(Task goal)
The whole listing should be given back without any alteration.
*** Provided material Section Begins ***
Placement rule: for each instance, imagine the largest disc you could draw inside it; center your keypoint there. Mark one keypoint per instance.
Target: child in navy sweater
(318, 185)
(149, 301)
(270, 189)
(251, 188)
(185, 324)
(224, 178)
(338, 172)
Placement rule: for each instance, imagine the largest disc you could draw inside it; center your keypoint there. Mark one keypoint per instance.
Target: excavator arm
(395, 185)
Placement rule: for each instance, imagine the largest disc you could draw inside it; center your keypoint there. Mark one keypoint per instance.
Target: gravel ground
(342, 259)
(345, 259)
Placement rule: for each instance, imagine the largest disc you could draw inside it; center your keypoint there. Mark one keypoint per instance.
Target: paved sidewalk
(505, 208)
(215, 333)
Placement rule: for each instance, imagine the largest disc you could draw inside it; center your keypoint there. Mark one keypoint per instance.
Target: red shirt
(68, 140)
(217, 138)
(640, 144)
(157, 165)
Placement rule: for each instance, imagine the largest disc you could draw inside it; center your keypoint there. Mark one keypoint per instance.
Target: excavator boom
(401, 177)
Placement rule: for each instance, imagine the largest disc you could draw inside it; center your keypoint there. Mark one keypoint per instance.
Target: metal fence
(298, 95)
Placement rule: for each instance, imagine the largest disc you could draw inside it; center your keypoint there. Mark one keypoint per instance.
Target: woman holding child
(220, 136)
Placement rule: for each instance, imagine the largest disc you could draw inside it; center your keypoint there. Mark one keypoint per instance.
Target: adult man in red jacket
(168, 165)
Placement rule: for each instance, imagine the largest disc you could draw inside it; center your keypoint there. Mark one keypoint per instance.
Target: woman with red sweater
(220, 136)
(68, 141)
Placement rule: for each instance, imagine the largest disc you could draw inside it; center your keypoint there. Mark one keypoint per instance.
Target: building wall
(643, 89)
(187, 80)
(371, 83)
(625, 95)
*** Provided material Section Ends ***
(Reply)
Placement rule: for each instance, imagine the largest disc you could draw inside it; center your keypoint there. Mark one keypoint per instance.
Target: child in navy sweater
(318, 185)
(149, 301)
(270, 189)
(251, 188)
(185, 324)
(224, 178)
(338, 172)
Placement rule: for each instance, imagine the largest disc you could draw inside it; center your keypoint there. Mark one keypoint per instance.
Target: excavator arm
(395, 185)
Placement rule: for each instance, imagine the largest disc you could draw inside it; center your keypoint there. Mark one keypoint per instance.
Target: gravel ground
(342, 259)
(345, 259)
Placement rule: for each instance, imagine the largest disc you could draw inside it; center your keypoint there. Mark one keypoint per instance.
Target: paved sidewalk
(505, 208)
(215, 333)
Placement rule: for each instance, imagine the largest disc you could draw inside it; center your keypoint there. Mark one keypoint per instance.
Target: red shirt
(68, 140)
(217, 138)
(640, 144)
(157, 165)
Placement rule: for each instance, imagine the largest disc you could draw inside it; center your keypoint there. Mark one keypoint per instance.
Target: excavator boom
(401, 177)
Placement rule: for each instance, imagine the largest disc you could draw inside it; center your keypoint there. Mark one keypoint per instance.
Target: metal fence
(298, 95)
Placement rule: for each instance, imagine the largest disc you could draw inside it; center your keypoint there. Mark one keypoint per instance.
Target: woman holding child
(220, 136)
Placement rule: for each instance, imagine the largest disc you could draw inside it; center your keypoint there. Mark one keypoint per instance.
Target: adult man in red jacket
(168, 165)
Placement rule: for each instance, imagine the largest disc you could draw inside it; center your keypoint there. Mark one keypoint per instance.
Target: woman with red sweater
(220, 136)
(68, 141)
Placement rule: for each instance, imagine the largest disc you could draw inside it; center your keypoint there. Mark one keypoint per instance.
Target: building wall
(643, 89)
(187, 80)
(371, 83)
(625, 95)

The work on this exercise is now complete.